◆ Problem to work on:
Drop every picture, then transcribe the remaining data exactly.

◆ Records provided:
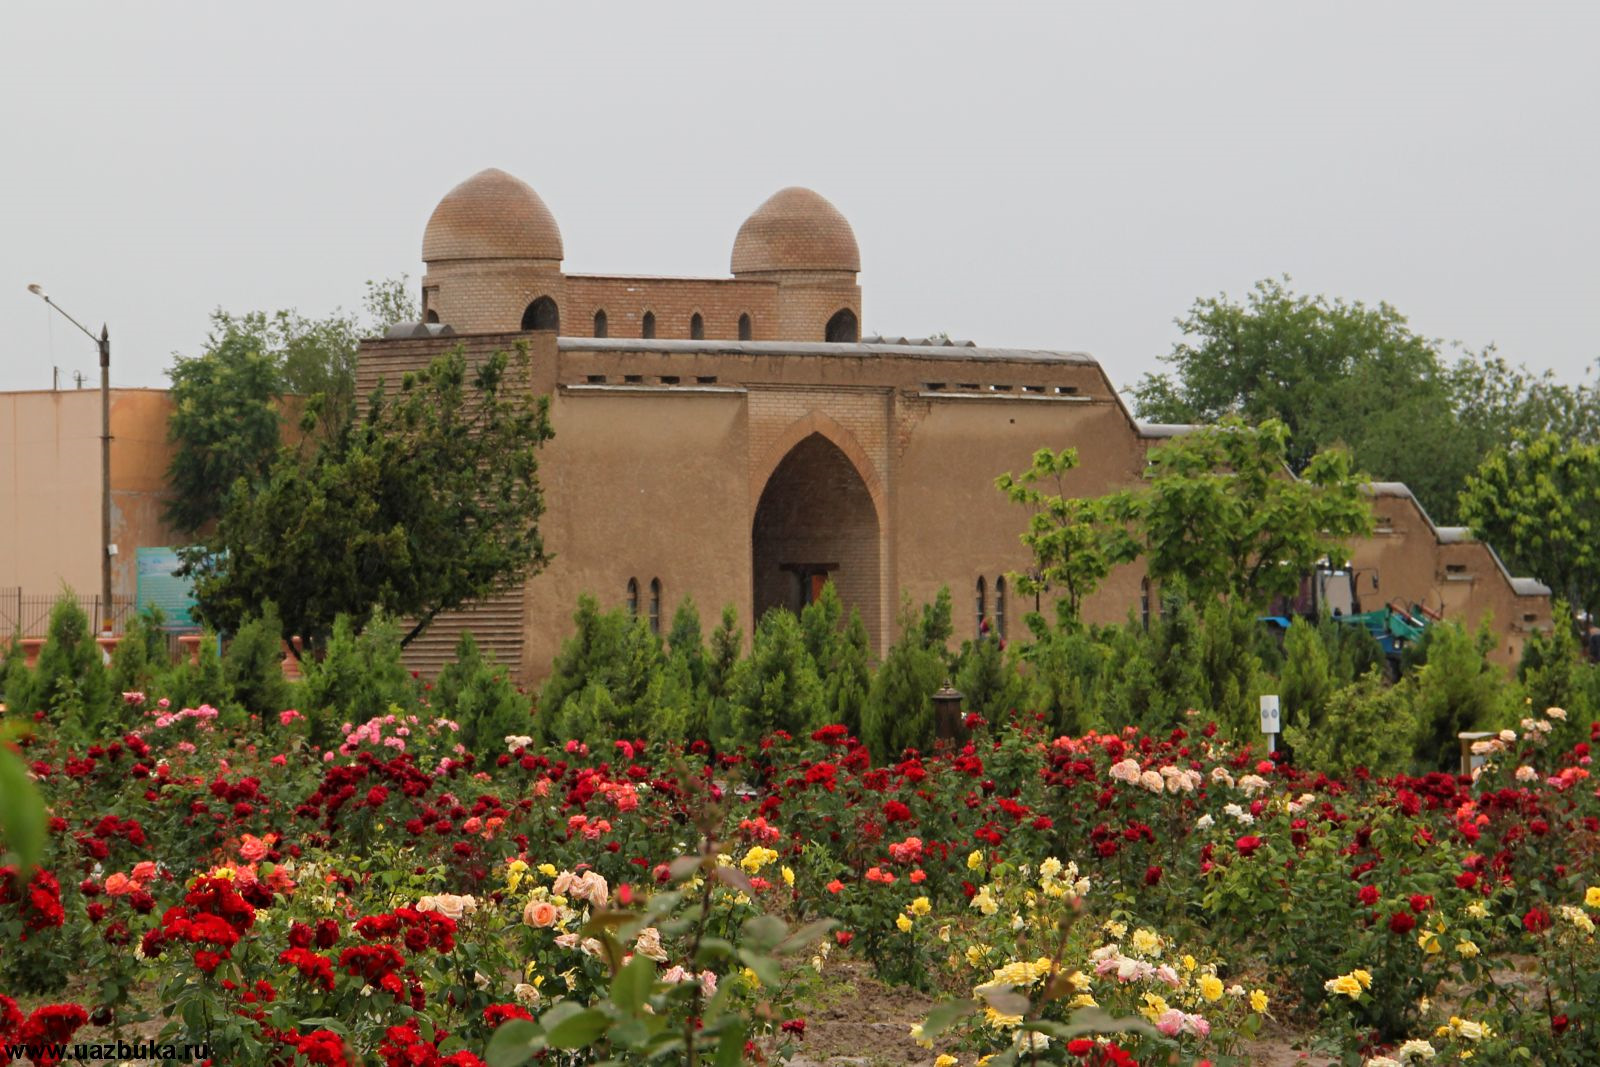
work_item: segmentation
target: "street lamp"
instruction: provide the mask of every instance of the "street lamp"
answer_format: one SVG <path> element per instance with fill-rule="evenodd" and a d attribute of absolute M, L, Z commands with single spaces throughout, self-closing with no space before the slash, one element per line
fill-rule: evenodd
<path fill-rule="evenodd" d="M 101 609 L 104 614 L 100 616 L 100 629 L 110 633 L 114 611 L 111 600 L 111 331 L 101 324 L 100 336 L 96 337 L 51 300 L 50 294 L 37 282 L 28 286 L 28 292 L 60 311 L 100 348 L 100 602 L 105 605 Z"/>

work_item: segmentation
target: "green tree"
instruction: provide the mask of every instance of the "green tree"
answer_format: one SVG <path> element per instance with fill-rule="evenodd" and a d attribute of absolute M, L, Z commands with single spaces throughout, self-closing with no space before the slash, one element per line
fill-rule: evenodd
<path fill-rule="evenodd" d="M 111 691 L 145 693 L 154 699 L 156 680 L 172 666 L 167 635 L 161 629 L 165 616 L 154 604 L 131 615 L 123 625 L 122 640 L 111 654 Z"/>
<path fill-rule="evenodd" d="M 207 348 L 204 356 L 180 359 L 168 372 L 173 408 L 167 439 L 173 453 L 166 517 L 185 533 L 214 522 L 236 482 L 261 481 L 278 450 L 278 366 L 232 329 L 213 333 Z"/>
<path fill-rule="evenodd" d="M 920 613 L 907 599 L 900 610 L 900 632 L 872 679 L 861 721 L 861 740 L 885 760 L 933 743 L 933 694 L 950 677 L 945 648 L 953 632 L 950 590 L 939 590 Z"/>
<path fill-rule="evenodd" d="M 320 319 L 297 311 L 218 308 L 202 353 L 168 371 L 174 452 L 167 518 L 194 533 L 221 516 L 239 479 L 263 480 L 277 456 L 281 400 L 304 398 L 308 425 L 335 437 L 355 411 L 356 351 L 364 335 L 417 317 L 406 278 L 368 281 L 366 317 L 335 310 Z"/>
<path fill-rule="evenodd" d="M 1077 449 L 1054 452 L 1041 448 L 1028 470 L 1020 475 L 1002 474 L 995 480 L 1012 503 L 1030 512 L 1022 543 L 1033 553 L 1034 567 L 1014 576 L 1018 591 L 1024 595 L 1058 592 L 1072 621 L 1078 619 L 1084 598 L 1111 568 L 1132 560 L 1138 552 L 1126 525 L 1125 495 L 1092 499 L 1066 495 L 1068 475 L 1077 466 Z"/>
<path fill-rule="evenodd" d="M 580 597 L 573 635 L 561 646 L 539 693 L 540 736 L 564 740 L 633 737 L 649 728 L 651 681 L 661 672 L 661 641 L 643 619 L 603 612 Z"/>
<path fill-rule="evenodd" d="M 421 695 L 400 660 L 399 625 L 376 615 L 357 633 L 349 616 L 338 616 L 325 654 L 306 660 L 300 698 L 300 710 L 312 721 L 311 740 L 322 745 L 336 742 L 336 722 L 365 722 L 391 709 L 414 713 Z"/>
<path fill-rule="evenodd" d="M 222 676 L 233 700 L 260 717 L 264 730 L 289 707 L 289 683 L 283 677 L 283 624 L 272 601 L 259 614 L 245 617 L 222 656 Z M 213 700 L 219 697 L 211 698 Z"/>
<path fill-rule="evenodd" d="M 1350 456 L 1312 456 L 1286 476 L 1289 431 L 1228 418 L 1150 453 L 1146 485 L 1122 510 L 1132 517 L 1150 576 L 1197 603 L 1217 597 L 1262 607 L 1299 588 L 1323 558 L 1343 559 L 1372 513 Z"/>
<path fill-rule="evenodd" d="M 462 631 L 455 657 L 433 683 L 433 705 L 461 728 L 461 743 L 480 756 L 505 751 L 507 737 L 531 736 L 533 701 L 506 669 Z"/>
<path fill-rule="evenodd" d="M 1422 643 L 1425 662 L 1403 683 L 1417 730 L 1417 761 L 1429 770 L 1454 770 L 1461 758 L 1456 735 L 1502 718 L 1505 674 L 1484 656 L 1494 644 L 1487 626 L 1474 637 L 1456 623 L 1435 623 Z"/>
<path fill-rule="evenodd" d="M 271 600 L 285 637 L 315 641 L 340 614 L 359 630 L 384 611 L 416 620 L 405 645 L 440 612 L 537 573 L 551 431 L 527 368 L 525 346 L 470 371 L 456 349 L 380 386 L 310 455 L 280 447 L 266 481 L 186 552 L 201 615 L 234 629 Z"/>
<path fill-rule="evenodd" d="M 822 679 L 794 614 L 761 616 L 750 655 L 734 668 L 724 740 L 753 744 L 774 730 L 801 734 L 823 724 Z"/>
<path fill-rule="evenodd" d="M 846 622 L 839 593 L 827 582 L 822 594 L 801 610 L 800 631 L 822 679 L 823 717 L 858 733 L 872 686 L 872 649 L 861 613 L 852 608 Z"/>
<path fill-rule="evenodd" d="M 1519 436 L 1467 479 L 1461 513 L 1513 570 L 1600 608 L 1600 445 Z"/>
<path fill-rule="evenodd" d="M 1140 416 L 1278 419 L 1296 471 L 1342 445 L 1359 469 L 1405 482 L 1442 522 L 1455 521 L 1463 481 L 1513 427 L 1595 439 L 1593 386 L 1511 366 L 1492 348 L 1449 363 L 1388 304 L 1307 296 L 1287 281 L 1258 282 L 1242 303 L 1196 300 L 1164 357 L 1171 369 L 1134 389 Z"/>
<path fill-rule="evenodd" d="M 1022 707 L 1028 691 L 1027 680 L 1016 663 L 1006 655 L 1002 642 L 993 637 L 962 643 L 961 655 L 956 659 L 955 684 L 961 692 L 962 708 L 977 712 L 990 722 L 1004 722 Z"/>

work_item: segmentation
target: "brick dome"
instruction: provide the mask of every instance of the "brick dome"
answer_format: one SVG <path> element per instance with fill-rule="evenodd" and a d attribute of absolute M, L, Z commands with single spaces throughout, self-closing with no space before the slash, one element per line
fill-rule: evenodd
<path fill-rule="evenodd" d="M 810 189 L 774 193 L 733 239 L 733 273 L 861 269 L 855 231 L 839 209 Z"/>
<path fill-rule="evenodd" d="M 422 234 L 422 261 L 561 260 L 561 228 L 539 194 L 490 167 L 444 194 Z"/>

◆ Task result:
work_item: segmentation
target: "street lamp"
instruction: provide the mask of every instance of the "street lamp"
answer_format: one SVG <path> element per instance with fill-rule="evenodd" and a d attribute of absolute M, L, Z commands with single spaces throughout, self-closing with no space before the slash, one element per line
fill-rule: evenodd
<path fill-rule="evenodd" d="M 101 609 L 104 614 L 100 616 L 100 629 L 110 633 L 114 611 L 111 600 L 111 331 L 101 324 L 100 336 L 96 337 L 51 300 L 50 294 L 37 282 L 28 286 L 28 292 L 60 311 L 100 348 L 100 602 L 105 605 Z"/>

work_item: segmentation
target: "green tree"
instruction: provide the mask of every instance of the "green tree"
answer_format: one SVG <path> element per instance with fill-rule="evenodd" and a d attribute of absolute M, L, Z commands with single spaces throughout, self-closing with no space before the slash, one element per line
fill-rule: evenodd
<path fill-rule="evenodd" d="M 111 691 L 145 693 L 154 699 L 156 680 L 172 666 L 167 635 L 161 629 L 165 616 L 154 604 L 131 615 L 123 625 L 122 640 L 111 654 Z"/>
<path fill-rule="evenodd" d="M 207 348 L 204 356 L 180 359 L 168 372 L 173 408 L 167 439 L 173 453 L 166 517 L 185 533 L 214 522 L 236 482 L 261 481 L 278 450 L 278 366 L 232 329 L 213 333 Z"/>
<path fill-rule="evenodd" d="M 920 613 L 907 599 L 900 610 L 900 632 L 872 679 L 861 721 L 861 740 L 885 760 L 933 743 L 933 694 L 950 677 L 945 648 L 953 632 L 950 590 L 939 590 Z"/>
<path fill-rule="evenodd" d="M 320 319 L 297 311 L 218 308 L 202 353 L 168 371 L 174 452 L 167 518 L 194 533 L 221 516 L 239 479 L 263 480 L 277 456 L 281 400 L 304 398 L 308 425 L 335 437 L 355 411 L 356 351 L 364 335 L 417 317 L 406 278 L 368 281 L 366 317 L 335 310 Z"/>
<path fill-rule="evenodd" d="M 1077 449 L 1054 452 L 1041 448 L 1028 470 L 1020 475 L 1002 474 L 995 480 L 1012 503 L 1030 512 L 1022 543 L 1033 553 L 1034 567 L 1014 576 L 1018 591 L 1024 595 L 1058 592 L 1072 621 L 1078 619 L 1084 598 L 1111 568 L 1132 560 L 1138 552 L 1126 525 L 1125 495 L 1092 499 L 1066 495 L 1068 475 L 1077 466 Z"/>
<path fill-rule="evenodd" d="M 580 597 L 573 635 L 561 646 L 539 693 L 540 736 L 564 740 L 633 737 L 649 728 L 651 681 L 661 672 L 661 641 L 643 619 L 603 612 Z"/>
<path fill-rule="evenodd" d="M 421 695 L 400 660 L 399 625 L 376 615 L 357 633 L 349 616 L 338 616 L 325 654 L 306 660 L 300 698 L 300 710 L 312 721 L 311 740 L 322 745 L 336 742 L 336 722 L 365 722 L 391 709 L 414 713 Z"/>
<path fill-rule="evenodd" d="M 222 676 L 233 700 L 260 717 L 264 730 L 289 707 L 289 683 L 283 677 L 283 624 L 272 601 L 259 614 L 245 617 L 222 656 Z M 213 700 L 219 697 L 211 698 Z"/>
<path fill-rule="evenodd" d="M 1350 456 L 1312 456 L 1286 476 L 1289 431 L 1228 418 L 1150 453 L 1146 485 L 1122 510 L 1132 517 L 1150 576 L 1197 603 L 1217 597 L 1262 607 L 1299 588 L 1323 558 L 1343 559 L 1372 513 Z"/>
<path fill-rule="evenodd" d="M 462 631 L 455 657 L 433 683 L 433 705 L 461 728 L 461 743 L 480 756 L 505 751 L 507 737 L 531 736 L 533 701 L 506 669 Z"/>
<path fill-rule="evenodd" d="M 1422 643 L 1425 662 L 1403 683 L 1417 730 L 1417 761 L 1429 770 L 1454 770 L 1461 758 L 1456 735 L 1502 718 L 1505 674 L 1484 656 L 1494 644 L 1487 626 L 1474 637 L 1456 623 L 1435 623 Z"/>
<path fill-rule="evenodd" d="M 271 600 L 285 637 L 315 641 L 340 614 L 359 630 L 384 611 L 416 620 L 405 645 L 440 612 L 537 573 L 551 431 L 527 368 L 525 346 L 470 371 L 456 349 L 380 386 L 310 455 L 280 447 L 266 481 L 186 552 L 201 615 L 234 629 Z"/>
<path fill-rule="evenodd" d="M 822 679 L 794 614 L 761 616 L 750 655 L 734 668 L 724 740 L 753 744 L 774 730 L 801 734 L 823 724 Z"/>
<path fill-rule="evenodd" d="M 846 622 L 839 593 L 827 582 L 822 594 L 801 610 L 800 631 L 822 679 L 823 717 L 858 733 L 872 686 L 872 649 L 861 613 L 852 608 Z"/>
<path fill-rule="evenodd" d="M 1519 436 L 1467 479 L 1461 513 L 1513 570 L 1600 608 L 1600 445 Z"/>
<path fill-rule="evenodd" d="M 1140 416 L 1278 419 L 1296 471 L 1342 445 L 1359 469 L 1405 482 L 1442 522 L 1455 521 L 1463 481 L 1513 427 L 1595 439 L 1593 386 L 1511 366 L 1492 348 L 1449 363 L 1388 304 L 1307 296 L 1287 281 L 1258 282 L 1242 303 L 1196 300 L 1164 357 L 1171 369 L 1134 389 Z"/>
<path fill-rule="evenodd" d="M 1022 707 L 1028 691 L 1027 680 L 1016 663 L 1006 655 L 1002 642 L 993 637 L 962 643 L 961 655 L 956 659 L 955 684 L 961 692 L 962 708 L 977 712 L 990 722 L 1004 722 Z"/>

work_item: segmentation
target: "brick dome"
instruction: provide the mask of every instance of the "brick dome"
answer_format: one SVG <path> element per instance with fill-rule="evenodd" and a d attribute of absolute M, L, Z commands with single spaces throughout, self-closing with no space before the slash, one element per line
fill-rule: evenodd
<path fill-rule="evenodd" d="M 810 189 L 774 193 L 733 239 L 733 273 L 861 269 L 855 231 L 839 209 Z"/>
<path fill-rule="evenodd" d="M 422 234 L 422 261 L 561 260 L 561 228 L 539 194 L 490 167 L 444 194 Z"/>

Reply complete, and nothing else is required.